WHAT TO DO ->
Reproduce exactly the lines from the line containing "picture reflected in" through the end of the records below, including both ends, and nothing else.

(Items from a data source)
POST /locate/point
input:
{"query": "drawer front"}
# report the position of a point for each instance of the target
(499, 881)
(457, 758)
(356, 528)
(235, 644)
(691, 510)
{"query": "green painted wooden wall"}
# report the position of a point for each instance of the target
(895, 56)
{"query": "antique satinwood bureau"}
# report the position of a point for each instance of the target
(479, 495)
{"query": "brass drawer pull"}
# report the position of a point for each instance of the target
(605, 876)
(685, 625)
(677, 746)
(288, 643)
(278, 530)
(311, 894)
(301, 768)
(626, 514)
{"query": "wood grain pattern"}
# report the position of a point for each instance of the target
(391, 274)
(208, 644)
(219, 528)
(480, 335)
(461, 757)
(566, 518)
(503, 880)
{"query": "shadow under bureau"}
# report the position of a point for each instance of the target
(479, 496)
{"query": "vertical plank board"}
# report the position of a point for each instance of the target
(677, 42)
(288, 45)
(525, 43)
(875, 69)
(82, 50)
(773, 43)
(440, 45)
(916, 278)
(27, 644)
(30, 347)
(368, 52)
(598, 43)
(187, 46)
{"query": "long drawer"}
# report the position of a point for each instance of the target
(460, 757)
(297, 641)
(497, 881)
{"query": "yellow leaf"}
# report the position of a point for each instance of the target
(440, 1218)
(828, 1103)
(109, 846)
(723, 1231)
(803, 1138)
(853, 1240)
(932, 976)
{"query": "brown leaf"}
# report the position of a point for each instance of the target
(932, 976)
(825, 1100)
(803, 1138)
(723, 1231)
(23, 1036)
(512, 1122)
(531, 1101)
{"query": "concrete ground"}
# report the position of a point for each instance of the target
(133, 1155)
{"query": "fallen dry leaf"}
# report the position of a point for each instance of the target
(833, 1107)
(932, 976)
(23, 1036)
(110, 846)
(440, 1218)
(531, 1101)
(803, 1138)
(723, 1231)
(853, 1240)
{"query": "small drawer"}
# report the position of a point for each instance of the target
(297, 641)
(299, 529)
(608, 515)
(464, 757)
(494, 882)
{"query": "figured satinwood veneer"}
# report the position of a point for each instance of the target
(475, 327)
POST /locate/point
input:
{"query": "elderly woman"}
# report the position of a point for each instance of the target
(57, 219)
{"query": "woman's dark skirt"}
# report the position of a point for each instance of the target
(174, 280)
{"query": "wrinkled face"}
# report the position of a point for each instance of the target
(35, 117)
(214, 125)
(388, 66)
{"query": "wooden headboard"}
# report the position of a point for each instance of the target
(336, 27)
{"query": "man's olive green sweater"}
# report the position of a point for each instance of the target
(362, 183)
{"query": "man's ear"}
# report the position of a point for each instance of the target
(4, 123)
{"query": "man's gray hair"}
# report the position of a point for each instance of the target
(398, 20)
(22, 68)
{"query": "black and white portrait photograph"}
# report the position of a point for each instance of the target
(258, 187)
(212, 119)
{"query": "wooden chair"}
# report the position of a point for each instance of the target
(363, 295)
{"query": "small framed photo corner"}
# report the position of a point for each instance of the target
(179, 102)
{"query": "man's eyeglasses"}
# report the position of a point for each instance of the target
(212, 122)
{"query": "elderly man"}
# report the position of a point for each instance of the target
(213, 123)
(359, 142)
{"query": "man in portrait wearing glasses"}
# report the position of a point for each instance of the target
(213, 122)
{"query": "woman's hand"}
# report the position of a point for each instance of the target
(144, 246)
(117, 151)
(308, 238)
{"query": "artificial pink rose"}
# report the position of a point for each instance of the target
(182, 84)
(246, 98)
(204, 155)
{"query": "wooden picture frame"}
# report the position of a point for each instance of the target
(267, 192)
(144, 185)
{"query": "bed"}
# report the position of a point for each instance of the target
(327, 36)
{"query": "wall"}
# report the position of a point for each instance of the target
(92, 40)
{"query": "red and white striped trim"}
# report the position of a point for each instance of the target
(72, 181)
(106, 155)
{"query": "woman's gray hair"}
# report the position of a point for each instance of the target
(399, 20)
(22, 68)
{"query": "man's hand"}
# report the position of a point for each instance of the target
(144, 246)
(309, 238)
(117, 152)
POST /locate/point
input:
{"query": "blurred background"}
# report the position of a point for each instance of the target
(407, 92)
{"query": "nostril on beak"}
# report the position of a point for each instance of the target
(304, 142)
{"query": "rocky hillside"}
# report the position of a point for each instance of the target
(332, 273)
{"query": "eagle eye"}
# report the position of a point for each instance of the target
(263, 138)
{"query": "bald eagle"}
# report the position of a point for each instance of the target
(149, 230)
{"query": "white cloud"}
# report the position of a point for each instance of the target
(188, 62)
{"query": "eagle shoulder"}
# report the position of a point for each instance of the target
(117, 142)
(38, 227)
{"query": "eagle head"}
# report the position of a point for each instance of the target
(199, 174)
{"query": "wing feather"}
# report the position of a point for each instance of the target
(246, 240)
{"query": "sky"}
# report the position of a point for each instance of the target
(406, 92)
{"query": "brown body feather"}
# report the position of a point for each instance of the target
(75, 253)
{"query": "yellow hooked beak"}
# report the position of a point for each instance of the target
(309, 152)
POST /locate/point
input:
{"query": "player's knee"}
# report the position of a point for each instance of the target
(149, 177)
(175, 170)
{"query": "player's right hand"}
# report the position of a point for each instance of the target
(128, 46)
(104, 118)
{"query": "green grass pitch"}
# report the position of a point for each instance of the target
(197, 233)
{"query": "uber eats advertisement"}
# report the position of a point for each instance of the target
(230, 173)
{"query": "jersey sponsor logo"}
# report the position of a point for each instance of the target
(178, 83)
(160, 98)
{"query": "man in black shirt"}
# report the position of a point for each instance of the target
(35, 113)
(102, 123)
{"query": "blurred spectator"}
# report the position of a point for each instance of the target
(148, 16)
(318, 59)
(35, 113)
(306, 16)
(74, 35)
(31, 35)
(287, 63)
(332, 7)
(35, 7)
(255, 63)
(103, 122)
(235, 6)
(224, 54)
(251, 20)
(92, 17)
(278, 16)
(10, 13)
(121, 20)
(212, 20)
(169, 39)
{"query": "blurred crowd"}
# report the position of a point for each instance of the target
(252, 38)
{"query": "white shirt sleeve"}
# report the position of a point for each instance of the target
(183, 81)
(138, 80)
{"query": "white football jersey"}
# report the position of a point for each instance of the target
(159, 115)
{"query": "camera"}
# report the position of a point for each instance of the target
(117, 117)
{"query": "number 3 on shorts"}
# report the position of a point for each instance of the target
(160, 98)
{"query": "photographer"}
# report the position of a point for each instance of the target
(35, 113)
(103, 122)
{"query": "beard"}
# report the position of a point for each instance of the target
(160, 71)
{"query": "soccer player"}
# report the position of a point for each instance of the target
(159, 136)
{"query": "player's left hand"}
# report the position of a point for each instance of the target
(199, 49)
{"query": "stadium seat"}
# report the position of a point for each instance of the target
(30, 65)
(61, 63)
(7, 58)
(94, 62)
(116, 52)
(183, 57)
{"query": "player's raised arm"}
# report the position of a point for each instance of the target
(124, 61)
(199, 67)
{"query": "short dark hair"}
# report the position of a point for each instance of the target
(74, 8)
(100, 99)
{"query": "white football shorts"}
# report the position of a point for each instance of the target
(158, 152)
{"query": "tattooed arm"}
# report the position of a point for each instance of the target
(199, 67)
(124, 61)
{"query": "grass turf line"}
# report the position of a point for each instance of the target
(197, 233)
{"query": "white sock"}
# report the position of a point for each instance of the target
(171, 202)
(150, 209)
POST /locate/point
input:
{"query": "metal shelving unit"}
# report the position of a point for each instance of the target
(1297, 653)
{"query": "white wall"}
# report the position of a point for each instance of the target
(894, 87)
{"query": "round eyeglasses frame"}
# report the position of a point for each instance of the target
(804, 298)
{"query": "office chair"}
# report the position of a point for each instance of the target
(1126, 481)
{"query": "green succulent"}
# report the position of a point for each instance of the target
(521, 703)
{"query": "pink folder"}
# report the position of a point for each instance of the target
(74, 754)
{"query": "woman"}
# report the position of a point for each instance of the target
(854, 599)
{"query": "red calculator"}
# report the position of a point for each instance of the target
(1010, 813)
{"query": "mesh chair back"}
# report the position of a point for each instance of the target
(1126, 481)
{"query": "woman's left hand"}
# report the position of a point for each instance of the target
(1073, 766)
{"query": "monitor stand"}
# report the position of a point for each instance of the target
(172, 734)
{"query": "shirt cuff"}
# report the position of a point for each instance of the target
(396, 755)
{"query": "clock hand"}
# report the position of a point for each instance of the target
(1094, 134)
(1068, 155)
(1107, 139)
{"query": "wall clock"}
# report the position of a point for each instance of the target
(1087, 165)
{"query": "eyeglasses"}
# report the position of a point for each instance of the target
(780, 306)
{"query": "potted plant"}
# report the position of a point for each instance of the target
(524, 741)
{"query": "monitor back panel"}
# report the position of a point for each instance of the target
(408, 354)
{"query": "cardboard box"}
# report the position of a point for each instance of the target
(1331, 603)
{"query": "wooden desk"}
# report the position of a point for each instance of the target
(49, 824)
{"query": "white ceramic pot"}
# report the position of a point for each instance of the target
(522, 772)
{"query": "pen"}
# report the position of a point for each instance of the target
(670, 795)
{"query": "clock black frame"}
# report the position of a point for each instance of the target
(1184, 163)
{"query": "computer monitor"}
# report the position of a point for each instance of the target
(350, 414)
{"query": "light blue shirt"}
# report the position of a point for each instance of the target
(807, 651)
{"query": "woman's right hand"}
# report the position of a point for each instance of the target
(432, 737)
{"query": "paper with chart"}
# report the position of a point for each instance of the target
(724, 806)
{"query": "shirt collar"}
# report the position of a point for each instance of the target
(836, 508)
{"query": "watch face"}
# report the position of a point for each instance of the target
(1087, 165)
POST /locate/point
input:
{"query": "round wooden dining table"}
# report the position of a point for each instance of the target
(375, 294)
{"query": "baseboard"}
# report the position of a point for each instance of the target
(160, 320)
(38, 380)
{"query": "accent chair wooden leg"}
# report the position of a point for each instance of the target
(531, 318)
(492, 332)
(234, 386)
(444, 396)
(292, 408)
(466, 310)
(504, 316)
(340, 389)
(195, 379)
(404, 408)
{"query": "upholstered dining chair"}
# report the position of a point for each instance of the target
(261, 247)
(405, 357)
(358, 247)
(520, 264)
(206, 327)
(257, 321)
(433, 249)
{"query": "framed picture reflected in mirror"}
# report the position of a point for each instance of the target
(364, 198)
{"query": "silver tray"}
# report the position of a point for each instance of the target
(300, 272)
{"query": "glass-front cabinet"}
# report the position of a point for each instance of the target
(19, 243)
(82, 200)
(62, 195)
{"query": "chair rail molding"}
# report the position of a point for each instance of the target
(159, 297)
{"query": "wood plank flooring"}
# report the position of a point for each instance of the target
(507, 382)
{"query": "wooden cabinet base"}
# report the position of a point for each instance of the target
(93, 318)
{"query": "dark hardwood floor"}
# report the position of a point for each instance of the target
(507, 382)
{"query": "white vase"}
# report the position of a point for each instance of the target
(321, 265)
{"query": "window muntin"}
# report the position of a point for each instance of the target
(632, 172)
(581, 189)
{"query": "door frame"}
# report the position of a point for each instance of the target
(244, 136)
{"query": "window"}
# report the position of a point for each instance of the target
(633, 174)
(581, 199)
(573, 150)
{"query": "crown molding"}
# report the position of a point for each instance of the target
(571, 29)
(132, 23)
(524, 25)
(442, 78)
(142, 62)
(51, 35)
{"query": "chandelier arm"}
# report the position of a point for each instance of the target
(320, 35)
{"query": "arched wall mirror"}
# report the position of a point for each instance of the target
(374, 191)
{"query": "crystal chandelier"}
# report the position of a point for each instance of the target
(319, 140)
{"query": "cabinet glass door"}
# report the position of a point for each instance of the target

RESULT ->
{"query": "framed picture reflected in mirror"}
# report the position of a point for each instance of the target
(364, 198)
{"query": "silver tray"}
# report the position of a point for each instance of the target
(300, 272)
{"query": "glass-front cabinet"}
# report the position of a point for each instance of the target
(19, 243)
(82, 200)
(62, 195)
{"query": "chair rail molding"}
# report the position of a point for each instance of the target
(159, 297)
{"query": "wood plank flooring"}
# report the position of a point for each instance of the target
(507, 382)
{"query": "wooden cabinet base"}
# report the position of a point for each instance of the target
(93, 318)
{"query": "dark hardwood floor"}
# report the position of a point for each instance of the target
(507, 382)
{"query": "white vase"}
# report the position of a point for each instance of the target
(321, 265)
{"query": "window muntin"}
# report the position of a point for each instance of the target
(632, 172)
(581, 189)
{"query": "door frame"}
# report the position of a point for each instance of the target
(244, 136)
{"query": "window"}
# report the position of a point for each instance of the target
(633, 174)
(581, 199)
(573, 150)
{"query": "crown molding"}
# report the position of a point for each instance of the target
(571, 29)
(132, 23)
(524, 25)
(442, 78)
(142, 62)
(51, 35)
{"query": "chandelier arm"}
# report the position of a point for each instance of the target
(320, 35)
{"query": "arched wall mirror"}
# report the position of a point for each instance of the target
(374, 191)
{"query": "crystal chandelier"}
# report the position of a point for each instance of the target
(319, 140)
{"query": "cabinet glass door"}
# report the position of a point for each instance of the target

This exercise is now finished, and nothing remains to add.